--- MATERIAL SUPPLIED Enclosed Below ---

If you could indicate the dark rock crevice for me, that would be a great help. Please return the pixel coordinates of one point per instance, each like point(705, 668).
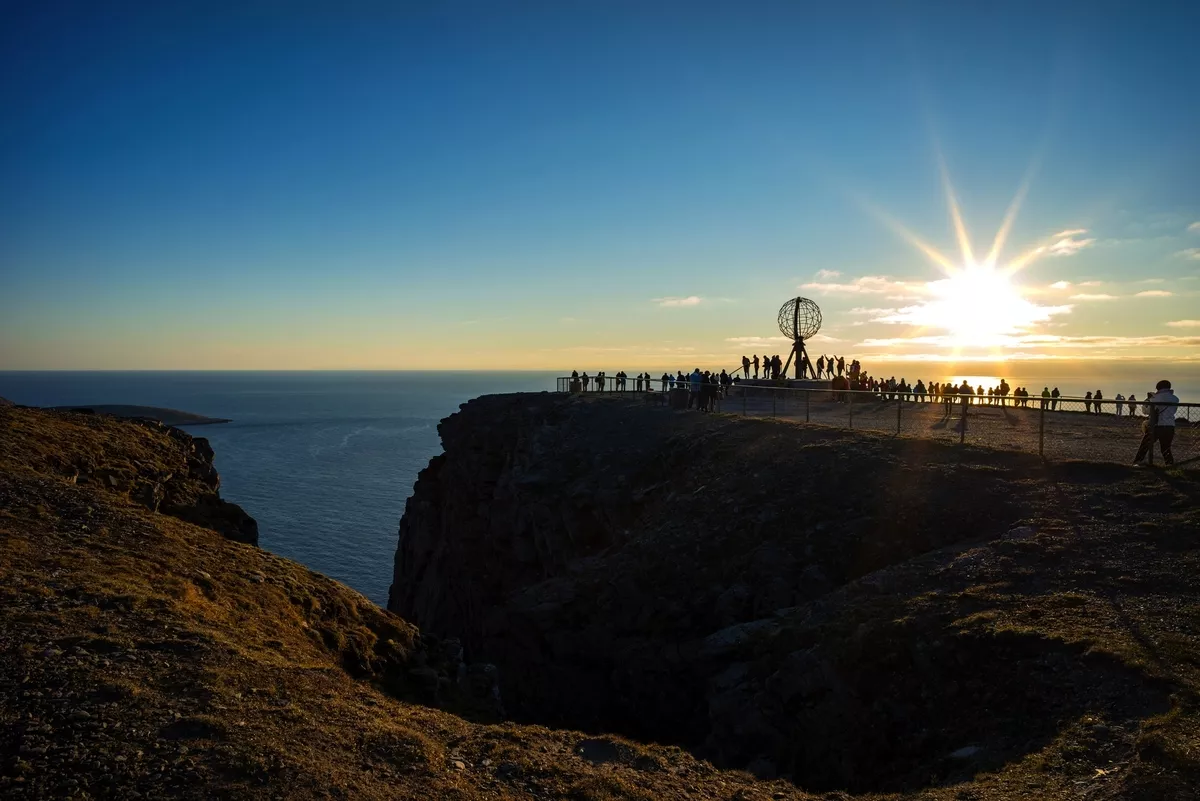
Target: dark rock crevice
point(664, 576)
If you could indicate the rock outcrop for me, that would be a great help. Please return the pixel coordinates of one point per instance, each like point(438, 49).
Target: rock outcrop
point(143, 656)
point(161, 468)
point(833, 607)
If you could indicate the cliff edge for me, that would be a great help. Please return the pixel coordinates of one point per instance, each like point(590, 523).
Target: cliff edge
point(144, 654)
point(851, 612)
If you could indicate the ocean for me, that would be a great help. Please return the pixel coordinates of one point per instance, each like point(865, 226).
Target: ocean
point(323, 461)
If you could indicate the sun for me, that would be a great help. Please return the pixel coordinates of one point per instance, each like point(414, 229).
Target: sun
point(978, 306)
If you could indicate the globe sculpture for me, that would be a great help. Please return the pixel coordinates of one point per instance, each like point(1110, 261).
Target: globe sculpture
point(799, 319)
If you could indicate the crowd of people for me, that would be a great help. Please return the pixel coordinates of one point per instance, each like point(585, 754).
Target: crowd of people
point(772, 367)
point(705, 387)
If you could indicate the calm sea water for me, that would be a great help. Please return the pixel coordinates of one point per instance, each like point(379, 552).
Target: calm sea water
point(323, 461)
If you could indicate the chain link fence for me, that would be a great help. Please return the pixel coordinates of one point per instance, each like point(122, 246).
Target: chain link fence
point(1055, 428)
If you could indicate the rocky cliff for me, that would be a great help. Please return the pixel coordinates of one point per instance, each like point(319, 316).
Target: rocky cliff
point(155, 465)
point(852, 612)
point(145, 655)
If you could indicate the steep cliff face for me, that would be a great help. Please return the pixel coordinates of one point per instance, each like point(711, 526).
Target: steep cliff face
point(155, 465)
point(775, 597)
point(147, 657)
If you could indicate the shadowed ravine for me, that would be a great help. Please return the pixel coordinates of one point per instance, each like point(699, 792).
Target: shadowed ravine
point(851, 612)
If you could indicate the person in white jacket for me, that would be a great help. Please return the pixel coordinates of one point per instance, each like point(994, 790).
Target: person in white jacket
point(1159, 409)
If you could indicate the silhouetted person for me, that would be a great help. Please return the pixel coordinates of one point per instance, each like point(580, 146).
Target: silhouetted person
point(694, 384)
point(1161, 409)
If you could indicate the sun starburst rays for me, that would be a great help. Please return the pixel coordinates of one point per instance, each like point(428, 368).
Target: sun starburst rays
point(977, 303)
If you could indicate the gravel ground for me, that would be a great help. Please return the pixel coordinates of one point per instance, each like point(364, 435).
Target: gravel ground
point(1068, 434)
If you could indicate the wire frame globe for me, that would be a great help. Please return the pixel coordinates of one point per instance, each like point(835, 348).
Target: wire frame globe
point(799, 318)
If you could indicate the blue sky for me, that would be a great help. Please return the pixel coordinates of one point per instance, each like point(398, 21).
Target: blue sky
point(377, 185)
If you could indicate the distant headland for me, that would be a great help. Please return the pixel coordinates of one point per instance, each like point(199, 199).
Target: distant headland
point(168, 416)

--- End of Enclosed MATERIAL SUPPLIED ---
--- MATERIAL SUPPLIED Enclosed Below ---

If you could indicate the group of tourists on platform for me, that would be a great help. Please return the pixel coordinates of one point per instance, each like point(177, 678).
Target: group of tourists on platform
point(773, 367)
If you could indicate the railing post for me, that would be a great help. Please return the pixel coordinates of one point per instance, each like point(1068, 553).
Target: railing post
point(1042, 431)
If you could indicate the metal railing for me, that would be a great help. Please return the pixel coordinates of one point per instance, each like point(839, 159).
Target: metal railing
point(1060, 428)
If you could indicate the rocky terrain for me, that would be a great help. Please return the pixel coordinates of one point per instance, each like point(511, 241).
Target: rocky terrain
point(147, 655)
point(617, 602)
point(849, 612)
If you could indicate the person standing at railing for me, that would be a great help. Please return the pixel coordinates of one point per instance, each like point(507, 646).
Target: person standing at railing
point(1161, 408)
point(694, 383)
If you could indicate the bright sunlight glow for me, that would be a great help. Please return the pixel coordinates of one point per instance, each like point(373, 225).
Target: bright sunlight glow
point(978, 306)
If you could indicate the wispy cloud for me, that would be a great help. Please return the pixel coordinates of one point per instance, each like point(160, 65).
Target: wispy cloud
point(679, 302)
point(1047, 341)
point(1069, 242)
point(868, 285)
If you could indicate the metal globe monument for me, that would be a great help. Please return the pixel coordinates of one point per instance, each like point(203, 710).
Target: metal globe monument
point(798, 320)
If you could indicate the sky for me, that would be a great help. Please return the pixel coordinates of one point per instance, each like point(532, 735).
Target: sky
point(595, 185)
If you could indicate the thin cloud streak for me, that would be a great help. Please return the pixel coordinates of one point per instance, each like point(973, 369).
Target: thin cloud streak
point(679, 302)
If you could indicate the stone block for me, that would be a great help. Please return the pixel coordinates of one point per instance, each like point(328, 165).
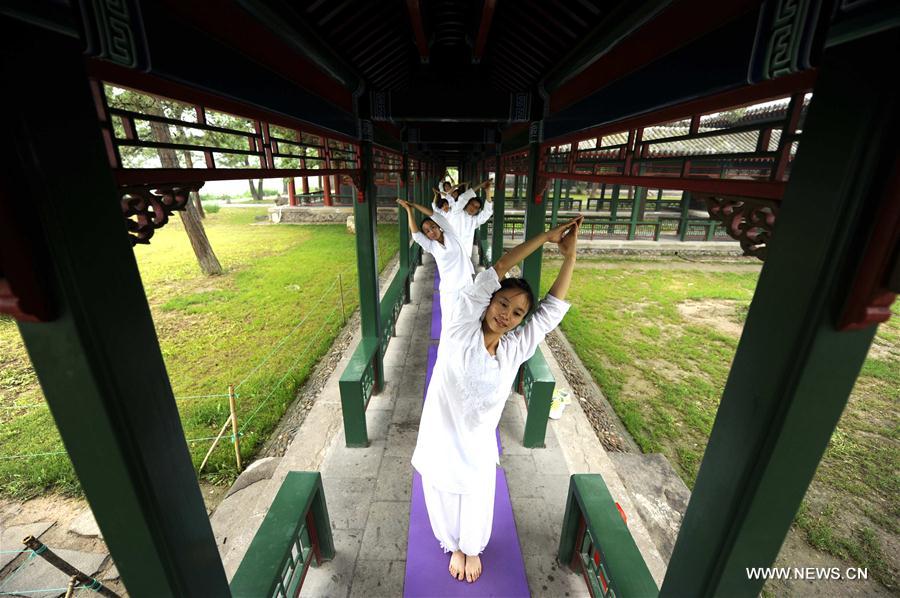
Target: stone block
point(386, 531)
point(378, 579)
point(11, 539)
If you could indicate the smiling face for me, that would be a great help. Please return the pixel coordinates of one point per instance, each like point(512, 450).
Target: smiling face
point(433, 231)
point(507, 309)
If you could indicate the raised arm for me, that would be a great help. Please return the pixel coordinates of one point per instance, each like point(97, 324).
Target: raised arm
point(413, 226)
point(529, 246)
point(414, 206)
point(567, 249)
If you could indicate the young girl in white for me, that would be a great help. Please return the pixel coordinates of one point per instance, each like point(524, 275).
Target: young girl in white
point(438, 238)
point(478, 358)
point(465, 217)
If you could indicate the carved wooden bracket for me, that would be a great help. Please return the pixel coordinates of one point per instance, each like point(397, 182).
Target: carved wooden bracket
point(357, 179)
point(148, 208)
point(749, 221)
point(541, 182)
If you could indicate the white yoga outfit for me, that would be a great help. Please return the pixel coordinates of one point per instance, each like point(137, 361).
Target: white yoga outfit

--- End of Enclosed MATERIAL SUPPLIED ---
--- MATERIAL SUPPLIED Enclosed Below ---

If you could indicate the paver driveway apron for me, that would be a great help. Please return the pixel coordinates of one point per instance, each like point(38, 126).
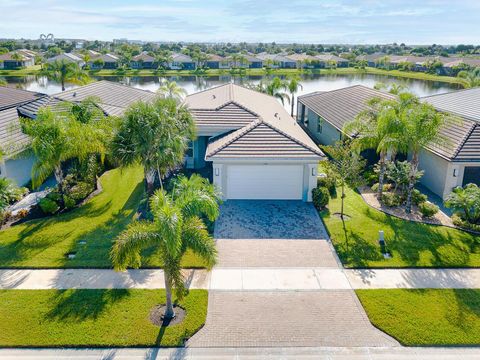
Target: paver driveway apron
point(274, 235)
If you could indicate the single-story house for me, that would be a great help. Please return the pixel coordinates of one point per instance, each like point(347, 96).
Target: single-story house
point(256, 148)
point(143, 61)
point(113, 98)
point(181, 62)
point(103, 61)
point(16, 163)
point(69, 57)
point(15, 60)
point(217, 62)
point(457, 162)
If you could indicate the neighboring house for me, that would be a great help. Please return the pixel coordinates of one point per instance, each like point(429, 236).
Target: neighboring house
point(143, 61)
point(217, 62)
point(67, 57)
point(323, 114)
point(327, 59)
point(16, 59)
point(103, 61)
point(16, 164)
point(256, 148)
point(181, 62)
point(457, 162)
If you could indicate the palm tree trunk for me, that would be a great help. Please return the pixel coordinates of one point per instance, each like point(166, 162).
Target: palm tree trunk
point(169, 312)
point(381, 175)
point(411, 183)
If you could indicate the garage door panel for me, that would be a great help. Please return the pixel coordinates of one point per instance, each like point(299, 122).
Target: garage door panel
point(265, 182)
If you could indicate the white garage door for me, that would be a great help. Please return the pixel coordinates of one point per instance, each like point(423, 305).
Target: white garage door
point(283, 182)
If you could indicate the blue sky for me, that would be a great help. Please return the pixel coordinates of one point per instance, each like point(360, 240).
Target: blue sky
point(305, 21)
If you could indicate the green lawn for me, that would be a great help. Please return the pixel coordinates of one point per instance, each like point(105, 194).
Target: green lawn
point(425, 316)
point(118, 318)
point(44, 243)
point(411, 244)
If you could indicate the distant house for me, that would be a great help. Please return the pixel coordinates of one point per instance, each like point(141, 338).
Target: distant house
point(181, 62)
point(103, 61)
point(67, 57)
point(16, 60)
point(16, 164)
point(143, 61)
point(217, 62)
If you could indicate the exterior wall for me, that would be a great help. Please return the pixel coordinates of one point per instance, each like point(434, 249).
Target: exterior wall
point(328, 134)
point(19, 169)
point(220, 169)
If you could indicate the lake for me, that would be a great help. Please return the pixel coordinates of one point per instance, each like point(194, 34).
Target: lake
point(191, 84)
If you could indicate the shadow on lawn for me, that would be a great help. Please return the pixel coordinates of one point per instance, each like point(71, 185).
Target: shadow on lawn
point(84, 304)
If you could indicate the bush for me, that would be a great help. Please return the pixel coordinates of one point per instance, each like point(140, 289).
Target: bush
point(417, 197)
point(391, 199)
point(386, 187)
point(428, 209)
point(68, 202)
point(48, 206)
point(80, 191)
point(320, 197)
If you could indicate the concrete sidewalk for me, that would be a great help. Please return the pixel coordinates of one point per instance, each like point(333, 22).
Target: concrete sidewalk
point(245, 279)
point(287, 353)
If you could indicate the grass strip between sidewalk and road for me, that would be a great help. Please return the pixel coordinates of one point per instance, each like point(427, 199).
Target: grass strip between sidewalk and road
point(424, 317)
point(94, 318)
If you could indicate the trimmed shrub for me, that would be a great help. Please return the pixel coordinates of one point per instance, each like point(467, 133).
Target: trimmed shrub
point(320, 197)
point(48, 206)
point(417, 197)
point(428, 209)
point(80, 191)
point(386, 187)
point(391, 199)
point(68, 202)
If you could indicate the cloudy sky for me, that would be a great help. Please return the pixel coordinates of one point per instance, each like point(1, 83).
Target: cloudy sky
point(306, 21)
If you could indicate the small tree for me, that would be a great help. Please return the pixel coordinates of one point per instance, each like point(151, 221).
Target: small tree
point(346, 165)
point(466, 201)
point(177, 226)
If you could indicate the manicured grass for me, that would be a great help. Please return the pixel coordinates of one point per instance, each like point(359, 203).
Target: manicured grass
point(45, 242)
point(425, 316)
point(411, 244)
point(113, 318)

--- End of Enclosed MATERIAL SUPPLIED ---

TRY IT: Find every line above that includes the word "yoga" and report only how many there are.

SOLUTION TO THIS PROBLEM: 2